> What needs to be done:
Could you recast everything from the first line down to the line containing "MULTIPOLYGON (((248 115, 247" as a numbered list, leaving out any blank lines?

[Data items]
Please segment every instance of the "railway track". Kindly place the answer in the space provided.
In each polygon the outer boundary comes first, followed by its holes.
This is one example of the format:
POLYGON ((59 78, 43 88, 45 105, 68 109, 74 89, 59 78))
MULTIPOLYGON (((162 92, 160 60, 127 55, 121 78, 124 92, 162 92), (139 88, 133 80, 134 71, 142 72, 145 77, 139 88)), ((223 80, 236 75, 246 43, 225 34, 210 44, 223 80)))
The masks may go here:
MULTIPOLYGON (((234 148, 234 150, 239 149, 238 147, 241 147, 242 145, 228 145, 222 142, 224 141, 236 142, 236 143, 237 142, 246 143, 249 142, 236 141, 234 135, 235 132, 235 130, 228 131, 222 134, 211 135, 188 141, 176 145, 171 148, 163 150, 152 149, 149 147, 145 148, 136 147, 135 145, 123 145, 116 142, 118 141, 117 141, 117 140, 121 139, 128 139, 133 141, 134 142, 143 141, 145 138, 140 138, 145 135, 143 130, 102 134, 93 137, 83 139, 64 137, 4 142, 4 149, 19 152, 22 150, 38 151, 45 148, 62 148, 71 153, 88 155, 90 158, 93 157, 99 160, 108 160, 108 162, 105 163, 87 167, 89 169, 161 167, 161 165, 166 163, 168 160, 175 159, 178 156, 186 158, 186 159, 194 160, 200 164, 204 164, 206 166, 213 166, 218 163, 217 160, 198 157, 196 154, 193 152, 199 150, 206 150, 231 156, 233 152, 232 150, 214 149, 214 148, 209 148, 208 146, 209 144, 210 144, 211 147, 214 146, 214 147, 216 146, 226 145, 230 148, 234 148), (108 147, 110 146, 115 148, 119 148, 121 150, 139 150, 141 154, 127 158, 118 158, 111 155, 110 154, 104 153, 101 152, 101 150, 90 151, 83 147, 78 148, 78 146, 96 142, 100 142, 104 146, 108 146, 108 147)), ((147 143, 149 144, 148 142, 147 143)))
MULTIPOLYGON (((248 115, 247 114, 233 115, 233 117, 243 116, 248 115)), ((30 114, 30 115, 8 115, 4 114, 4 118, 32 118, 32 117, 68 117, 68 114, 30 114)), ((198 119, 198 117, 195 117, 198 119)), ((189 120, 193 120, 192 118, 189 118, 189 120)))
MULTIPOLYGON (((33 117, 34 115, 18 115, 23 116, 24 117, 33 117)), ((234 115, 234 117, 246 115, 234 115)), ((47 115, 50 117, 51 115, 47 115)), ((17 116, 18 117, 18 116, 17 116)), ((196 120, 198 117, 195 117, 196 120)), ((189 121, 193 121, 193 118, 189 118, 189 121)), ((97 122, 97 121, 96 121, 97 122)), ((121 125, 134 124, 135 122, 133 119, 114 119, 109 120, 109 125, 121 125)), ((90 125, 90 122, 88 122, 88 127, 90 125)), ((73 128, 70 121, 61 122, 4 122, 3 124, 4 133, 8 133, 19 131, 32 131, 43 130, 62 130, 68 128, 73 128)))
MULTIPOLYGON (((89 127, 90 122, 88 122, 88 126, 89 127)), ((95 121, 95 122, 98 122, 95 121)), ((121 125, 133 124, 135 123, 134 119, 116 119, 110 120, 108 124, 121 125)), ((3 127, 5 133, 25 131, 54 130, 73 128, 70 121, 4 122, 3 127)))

> The reply:
1. Please segment every instance of the "railway track". Kindly place the answer in the space provided.
2. In each polygon the outer boundary comes first, followed by its holes.
3. This is one example of the format:
4. POLYGON ((59 78, 43 88, 45 105, 68 109, 74 89, 59 78))
5. MULTIPOLYGON (((162 92, 160 60, 127 55, 121 78, 124 92, 162 92), (139 88, 133 80, 134 71, 142 72, 145 77, 139 88)), ((223 80, 236 75, 246 43, 225 34, 210 44, 223 80)))
6. The masks may go here:
7. MULTIPOLYGON (((234 148, 234 150, 239 149, 238 147, 241 147, 242 145, 228 145, 222 142, 224 141, 236 142, 236 143, 237 142, 246 143, 249 142, 236 141, 234 135, 235 132, 235 130, 228 131, 222 134, 211 135, 188 141, 176 145, 171 148, 163 150, 152 149, 149 147, 145 148, 136 147, 135 145, 123 145, 116 142, 118 141, 117 141, 117 140, 121 139, 128 139, 133 141, 134 142, 143 141, 145 138, 140 138, 145 135, 143 130, 102 134, 93 137, 83 139, 64 137, 4 142, 4 149, 19 152, 22 150, 38 151, 45 148, 62 148, 71 153, 88 155, 90 158, 93 157, 99 160, 108 160, 108 162, 105 163, 87 167, 89 169, 161 167, 161 165, 166 163, 168 160, 175 159, 178 156, 186 158, 186 159, 194 160, 200 164, 204 164, 206 166, 213 166, 218 163, 217 160, 198 157, 196 154, 193 152, 199 150, 206 150, 231 156, 233 152, 232 150, 214 149, 214 148, 209 148, 208 146, 209 144, 210 144, 211 147, 214 146, 214 147, 216 146, 226 145, 230 148, 234 148), (108 147, 110 146, 115 148, 119 148, 121 150, 139 150, 141 154, 127 158, 118 158, 111 155, 110 154, 104 153, 101 152, 101 150, 90 151, 83 147, 78 148, 78 146, 96 142, 100 142, 104 146, 108 146, 108 147)), ((147 143, 149 144, 148 142, 147 143)))
8. MULTIPOLYGON (((248 115, 247 114, 233 115, 233 117, 243 116, 248 115)), ((30 114, 30 115, 8 115, 4 114, 4 118, 32 118, 32 117, 68 117, 68 114, 30 114)), ((198 119, 198 117, 195 117, 198 119)), ((189 120, 193 120, 192 118, 189 118, 189 120)))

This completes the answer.